Each line below has to be set down again exactly.

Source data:
BEGIN
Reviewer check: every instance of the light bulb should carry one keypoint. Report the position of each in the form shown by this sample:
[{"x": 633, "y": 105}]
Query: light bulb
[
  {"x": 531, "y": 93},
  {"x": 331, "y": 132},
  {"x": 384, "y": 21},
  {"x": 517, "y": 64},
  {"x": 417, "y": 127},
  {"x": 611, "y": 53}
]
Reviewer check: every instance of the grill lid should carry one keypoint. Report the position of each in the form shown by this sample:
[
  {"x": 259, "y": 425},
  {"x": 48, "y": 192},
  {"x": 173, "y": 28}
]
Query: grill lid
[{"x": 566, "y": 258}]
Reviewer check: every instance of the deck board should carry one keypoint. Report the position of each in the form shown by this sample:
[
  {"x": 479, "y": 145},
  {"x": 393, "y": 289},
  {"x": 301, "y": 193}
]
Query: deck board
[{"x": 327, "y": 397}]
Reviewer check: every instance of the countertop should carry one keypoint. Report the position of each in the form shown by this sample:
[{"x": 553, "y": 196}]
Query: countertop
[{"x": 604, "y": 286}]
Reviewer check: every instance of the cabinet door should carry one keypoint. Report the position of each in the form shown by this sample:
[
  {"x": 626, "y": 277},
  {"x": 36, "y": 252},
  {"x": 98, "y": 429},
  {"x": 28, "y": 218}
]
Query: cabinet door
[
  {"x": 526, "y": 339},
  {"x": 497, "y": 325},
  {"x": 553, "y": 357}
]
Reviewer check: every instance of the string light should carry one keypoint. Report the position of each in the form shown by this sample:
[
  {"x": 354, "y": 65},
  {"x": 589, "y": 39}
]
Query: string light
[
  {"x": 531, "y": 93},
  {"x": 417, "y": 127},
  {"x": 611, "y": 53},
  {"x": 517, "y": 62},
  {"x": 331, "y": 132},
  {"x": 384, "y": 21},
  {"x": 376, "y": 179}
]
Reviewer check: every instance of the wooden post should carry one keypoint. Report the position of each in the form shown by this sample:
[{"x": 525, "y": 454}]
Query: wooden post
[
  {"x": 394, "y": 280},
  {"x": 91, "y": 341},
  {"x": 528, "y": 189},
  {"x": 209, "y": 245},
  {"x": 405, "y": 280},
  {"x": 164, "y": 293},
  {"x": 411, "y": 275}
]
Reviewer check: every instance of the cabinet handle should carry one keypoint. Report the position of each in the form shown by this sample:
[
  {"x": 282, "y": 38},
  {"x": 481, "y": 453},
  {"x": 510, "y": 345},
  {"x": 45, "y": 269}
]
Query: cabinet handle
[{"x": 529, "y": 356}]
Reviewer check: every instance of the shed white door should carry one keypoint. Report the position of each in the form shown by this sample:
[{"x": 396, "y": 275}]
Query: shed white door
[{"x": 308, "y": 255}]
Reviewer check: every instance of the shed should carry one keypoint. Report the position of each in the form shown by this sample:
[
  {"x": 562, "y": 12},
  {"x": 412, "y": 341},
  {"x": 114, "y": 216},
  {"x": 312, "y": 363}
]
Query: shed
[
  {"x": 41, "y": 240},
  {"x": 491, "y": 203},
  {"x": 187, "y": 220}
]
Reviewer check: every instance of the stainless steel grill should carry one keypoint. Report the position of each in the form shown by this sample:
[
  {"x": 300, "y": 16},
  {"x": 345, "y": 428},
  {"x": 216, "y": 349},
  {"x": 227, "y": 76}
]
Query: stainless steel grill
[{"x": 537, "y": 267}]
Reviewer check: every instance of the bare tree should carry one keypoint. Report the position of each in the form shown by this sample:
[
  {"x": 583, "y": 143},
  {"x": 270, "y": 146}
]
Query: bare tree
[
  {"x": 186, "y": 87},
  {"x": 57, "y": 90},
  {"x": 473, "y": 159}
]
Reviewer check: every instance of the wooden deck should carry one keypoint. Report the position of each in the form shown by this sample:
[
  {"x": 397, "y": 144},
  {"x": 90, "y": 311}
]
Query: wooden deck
END
| Response to the exercise |
Reviewer check: every instance of the light bulb should carry one keypoint. Report the position of each in the form shown by this sample:
[{"x": 633, "y": 105}]
Query: light bulb
[
  {"x": 531, "y": 93},
  {"x": 331, "y": 132},
  {"x": 384, "y": 21},
  {"x": 517, "y": 64},
  {"x": 417, "y": 127},
  {"x": 611, "y": 53}
]
Reviewer check: every instance of the grill lid should carry one keypoint. Report the position of each in the form shown by this sample:
[
  {"x": 259, "y": 425},
  {"x": 48, "y": 192},
  {"x": 173, "y": 28}
]
Query: grill lid
[{"x": 566, "y": 258}]
Reviewer check: every instance of the deck board should carry one keypoint. Report the position of each in the form shown by this sample:
[
  {"x": 479, "y": 145},
  {"x": 393, "y": 289},
  {"x": 301, "y": 193}
]
Query: deck board
[{"x": 327, "y": 397}]
Reviewer check: every instance of the countertop should carry one keypoint. Report the position of each in the form shown by this sample:
[{"x": 553, "y": 196}]
Query: countertop
[{"x": 604, "y": 286}]
Reviewer check: every instance of the cabinet door should carry one keypoint. Report the position of each in the form shown by this sample:
[
  {"x": 626, "y": 277},
  {"x": 36, "y": 252},
  {"x": 98, "y": 429},
  {"x": 28, "y": 218}
]
Query: cabinet door
[
  {"x": 526, "y": 339},
  {"x": 497, "y": 325},
  {"x": 553, "y": 357}
]
Reviewer check: every instance of the string light should carry one keypoint. Report the position of each in the form shown by this sample:
[
  {"x": 354, "y": 65},
  {"x": 589, "y": 39}
]
Query: string light
[
  {"x": 531, "y": 93},
  {"x": 417, "y": 127},
  {"x": 611, "y": 53},
  {"x": 517, "y": 62},
  {"x": 331, "y": 132},
  {"x": 384, "y": 21},
  {"x": 376, "y": 179}
]
Reviewer check: every instance of the wooden post should carry one keypoint. Report the position of each in the form shown by this sample:
[{"x": 525, "y": 454}]
Query: wooden post
[
  {"x": 394, "y": 280},
  {"x": 91, "y": 341},
  {"x": 528, "y": 189},
  {"x": 209, "y": 245},
  {"x": 405, "y": 280},
  {"x": 164, "y": 293},
  {"x": 411, "y": 275}
]
Reviewer check: every instance of the cabinet handle should carry one keypoint. Report the position of each in the form shown by this sample:
[
  {"x": 282, "y": 38},
  {"x": 481, "y": 453},
  {"x": 510, "y": 345},
  {"x": 45, "y": 269}
]
Query: cabinet handle
[{"x": 529, "y": 356}]
Reviewer check: every instance of the shed white door should carry one keypoint. Report the position of each in the form shown by this sample:
[{"x": 396, "y": 275}]
Query: shed white door
[{"x": 308, "y": 255}]
Reviewer check: every instance of the shed should carry one keypoint. Report the position of each in the form shown by this sample:
[
  {"x": 562, "y": 12},
  {"x": 412, "y": 341},
  {"x": 114, "y": 216},
  {"x": 312, "y": 363}
]
Query: shed
[
  {"x": 41, "y": 240},
  {"x": 491, "y": 203},
  {"x": 187, "y": 220}
]
Reviewer check: every instance of the stainless steel grill should carry one keypoint. Report the position of each in the form shown by this sample:
[
  {"x": 300, "y": 16},
  {"x": 345, "y": 428},
  {"x": 216, "y": 349},
  {"x": 227, "y": 76}
]
Query: stainless steel grill
[{"x": 537, "y": 267}]
Reviewer check: every instance of the bare tree should carry one keypoint. Report the position of each in the form shown by this sample:
[
  {"x": 583, "y": 143},
  {"x": 270, "y": 146}
]
Query: bare tree
[
  {"x": 186, "y": 87},
  {"x": 57, "y": 90},
  {"x": 473, "y": 159}
]
Reviewer check: every instance of the wooden deck should carry one keypoint. Report the position of each in the form shown by this sample:
[
  {"x": 397, "y": 144},
  {"x": 90, "y": 311}
]
Query: wooden deck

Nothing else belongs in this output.